Repeat, exactly and alone, every line from the line that contains "building in the photo above." to the end of the entries.

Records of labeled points
==========

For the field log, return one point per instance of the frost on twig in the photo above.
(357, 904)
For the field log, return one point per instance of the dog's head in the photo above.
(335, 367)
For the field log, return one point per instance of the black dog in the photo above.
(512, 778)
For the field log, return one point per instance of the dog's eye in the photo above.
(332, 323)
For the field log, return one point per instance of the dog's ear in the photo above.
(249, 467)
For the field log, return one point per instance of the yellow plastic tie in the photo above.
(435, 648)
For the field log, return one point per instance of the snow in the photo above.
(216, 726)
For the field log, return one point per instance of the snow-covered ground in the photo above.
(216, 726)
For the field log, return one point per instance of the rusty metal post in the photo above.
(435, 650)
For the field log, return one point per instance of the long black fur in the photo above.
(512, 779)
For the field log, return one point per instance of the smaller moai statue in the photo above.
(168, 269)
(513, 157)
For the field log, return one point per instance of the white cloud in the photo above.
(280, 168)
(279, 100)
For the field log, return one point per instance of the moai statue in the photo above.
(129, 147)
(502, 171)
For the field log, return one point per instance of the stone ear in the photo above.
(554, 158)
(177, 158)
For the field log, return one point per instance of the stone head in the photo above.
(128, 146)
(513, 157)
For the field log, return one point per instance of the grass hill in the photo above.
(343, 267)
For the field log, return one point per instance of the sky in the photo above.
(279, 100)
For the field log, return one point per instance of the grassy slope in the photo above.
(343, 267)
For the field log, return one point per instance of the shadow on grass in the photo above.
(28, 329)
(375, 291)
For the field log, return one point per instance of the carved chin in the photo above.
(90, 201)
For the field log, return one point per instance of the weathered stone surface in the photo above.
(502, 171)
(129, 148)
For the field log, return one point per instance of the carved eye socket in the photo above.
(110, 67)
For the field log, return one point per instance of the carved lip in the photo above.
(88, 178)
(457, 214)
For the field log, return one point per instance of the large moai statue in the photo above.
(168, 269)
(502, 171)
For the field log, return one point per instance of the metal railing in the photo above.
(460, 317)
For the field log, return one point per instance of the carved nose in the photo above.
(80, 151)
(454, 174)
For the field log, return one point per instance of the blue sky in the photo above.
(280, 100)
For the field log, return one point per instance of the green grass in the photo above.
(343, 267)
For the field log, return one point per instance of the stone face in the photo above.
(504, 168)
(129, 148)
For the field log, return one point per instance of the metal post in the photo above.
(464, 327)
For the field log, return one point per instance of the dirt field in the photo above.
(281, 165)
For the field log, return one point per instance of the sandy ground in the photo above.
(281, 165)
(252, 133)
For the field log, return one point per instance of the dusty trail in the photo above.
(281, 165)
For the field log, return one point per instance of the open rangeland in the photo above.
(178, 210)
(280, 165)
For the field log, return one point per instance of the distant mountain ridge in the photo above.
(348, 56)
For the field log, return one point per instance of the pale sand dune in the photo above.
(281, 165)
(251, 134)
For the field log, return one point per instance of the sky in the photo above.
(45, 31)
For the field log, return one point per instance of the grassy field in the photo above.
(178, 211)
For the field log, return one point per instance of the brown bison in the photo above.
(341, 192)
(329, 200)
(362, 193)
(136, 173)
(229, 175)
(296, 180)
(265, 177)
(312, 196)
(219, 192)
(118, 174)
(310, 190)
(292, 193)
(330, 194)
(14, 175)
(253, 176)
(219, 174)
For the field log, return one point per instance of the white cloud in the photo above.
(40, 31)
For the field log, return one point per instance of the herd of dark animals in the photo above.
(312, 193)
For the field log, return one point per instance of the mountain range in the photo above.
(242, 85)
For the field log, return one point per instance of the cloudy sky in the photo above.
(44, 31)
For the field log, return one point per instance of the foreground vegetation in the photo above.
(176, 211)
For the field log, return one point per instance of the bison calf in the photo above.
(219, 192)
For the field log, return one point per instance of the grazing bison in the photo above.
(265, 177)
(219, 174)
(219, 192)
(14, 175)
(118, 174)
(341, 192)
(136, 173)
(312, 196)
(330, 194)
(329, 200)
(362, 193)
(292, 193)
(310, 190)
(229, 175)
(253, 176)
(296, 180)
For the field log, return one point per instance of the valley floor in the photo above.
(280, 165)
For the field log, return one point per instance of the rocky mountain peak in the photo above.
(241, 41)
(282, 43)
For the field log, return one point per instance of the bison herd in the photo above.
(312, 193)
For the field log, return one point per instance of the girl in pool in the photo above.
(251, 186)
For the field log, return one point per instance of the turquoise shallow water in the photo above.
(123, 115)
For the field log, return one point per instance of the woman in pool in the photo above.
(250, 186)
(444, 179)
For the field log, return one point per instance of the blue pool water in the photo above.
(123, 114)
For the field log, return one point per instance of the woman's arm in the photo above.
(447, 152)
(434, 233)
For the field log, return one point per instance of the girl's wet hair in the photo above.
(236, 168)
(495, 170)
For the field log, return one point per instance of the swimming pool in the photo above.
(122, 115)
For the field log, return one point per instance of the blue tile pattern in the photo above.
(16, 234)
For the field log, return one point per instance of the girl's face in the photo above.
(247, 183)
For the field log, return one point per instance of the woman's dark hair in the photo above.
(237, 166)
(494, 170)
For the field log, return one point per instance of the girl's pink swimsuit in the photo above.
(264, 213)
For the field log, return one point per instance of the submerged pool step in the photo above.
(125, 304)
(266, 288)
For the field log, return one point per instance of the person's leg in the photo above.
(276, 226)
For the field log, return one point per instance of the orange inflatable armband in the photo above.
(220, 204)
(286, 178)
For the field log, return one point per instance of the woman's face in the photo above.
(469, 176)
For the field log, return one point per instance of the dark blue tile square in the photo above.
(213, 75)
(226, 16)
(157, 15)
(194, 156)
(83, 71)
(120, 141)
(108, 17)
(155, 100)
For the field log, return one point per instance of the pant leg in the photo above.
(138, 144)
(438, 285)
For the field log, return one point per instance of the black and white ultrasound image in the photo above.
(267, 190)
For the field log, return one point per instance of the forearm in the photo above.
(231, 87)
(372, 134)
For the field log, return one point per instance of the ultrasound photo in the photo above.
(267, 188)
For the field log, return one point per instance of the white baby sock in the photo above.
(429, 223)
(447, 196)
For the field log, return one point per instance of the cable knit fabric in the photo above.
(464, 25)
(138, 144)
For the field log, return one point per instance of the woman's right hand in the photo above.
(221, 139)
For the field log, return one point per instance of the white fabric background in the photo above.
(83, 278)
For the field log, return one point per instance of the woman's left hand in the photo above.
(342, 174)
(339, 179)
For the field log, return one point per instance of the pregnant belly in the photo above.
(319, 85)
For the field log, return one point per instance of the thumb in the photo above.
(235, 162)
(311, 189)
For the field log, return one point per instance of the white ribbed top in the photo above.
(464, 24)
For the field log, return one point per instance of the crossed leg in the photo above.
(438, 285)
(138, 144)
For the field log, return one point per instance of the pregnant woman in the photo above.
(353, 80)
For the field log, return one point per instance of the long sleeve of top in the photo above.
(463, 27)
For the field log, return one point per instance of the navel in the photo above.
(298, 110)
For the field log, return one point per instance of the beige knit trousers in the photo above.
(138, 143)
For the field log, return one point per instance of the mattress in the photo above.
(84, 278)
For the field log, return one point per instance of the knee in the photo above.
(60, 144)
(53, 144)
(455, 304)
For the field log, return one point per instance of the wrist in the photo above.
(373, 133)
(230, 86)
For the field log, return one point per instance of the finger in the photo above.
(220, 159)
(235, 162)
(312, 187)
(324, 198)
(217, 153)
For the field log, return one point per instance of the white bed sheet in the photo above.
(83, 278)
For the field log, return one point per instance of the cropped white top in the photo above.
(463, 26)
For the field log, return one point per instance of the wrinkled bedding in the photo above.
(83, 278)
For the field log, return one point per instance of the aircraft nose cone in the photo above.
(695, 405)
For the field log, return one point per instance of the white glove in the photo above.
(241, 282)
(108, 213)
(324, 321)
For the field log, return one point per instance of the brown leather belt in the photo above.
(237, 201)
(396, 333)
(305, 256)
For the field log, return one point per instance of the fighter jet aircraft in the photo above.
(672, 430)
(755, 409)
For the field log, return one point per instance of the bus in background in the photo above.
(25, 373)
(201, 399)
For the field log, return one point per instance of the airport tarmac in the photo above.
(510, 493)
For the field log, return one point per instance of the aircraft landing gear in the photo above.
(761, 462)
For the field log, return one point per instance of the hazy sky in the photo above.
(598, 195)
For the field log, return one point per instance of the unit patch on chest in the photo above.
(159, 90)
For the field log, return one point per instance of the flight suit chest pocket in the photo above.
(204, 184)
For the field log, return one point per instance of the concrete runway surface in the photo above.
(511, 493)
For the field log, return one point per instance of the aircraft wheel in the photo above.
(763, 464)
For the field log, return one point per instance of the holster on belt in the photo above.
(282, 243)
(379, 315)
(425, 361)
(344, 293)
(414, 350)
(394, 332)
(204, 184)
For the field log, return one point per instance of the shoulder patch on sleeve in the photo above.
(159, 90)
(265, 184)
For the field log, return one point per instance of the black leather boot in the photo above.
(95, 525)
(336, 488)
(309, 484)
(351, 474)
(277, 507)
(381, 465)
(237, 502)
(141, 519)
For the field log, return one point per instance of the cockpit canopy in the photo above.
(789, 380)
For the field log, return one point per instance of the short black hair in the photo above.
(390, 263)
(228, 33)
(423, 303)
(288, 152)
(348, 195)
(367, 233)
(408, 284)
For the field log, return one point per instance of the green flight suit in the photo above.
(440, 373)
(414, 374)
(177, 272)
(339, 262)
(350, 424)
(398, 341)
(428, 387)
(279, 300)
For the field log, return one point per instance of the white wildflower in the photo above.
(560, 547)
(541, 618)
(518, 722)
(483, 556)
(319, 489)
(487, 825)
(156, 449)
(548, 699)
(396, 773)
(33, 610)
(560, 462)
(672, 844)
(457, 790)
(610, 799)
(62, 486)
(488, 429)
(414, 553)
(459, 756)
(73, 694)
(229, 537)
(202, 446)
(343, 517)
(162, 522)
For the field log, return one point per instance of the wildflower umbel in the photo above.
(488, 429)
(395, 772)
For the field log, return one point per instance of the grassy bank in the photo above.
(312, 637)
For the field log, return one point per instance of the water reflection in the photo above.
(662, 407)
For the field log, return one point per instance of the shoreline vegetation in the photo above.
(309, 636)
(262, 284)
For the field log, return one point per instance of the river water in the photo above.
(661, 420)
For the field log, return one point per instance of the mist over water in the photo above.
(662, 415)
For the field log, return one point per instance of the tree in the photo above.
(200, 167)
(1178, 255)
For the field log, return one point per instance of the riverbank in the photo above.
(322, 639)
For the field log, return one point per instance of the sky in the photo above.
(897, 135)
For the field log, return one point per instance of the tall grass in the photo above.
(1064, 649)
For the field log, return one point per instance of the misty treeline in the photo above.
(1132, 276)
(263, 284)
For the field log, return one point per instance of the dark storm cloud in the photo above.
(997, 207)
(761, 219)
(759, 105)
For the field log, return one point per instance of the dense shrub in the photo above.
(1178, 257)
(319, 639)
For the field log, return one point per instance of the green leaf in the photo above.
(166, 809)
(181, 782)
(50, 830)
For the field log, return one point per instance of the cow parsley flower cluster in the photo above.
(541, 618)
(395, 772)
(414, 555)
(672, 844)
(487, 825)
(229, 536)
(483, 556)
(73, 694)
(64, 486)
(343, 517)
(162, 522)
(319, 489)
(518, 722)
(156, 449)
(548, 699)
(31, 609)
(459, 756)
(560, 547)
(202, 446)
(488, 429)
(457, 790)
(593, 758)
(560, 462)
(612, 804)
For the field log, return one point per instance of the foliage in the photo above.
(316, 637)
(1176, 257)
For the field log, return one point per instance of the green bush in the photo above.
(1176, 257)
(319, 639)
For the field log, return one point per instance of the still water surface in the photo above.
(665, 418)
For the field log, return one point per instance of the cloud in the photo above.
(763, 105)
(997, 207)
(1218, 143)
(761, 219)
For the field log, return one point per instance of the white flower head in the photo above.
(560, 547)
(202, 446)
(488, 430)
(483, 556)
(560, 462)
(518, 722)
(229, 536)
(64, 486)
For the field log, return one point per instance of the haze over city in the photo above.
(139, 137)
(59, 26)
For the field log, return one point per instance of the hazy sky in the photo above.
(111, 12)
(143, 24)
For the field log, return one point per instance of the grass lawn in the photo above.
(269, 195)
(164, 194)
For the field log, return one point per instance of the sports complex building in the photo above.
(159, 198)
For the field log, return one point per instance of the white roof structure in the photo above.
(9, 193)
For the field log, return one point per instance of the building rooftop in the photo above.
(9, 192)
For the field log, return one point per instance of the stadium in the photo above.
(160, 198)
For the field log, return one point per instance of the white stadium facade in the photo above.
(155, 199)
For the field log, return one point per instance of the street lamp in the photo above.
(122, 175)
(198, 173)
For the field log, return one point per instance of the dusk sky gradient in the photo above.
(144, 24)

==========

Answer to this task:
For the field log, return one point per instance of the sports complex building in the photo above.
(159, 198)
For the field log, return one point per instance of the white roof structure in the photo above.
(9, 193)
For the field log, return one point per instance of the building rooftop in the photo above.
(9, 192)
For the field log, return one point per instance of the stadium in the photo above.
(160, 198)
For the field log, return one point per instance of the white stadium facade in the photo above.
(155, 199)
For the field log, return one point per instance of the street lamp in the photo above.
(122, 175)
(198, 173)
For the field log, return one point per instance of the dusk sky gradient in the photo above.
(144, 24)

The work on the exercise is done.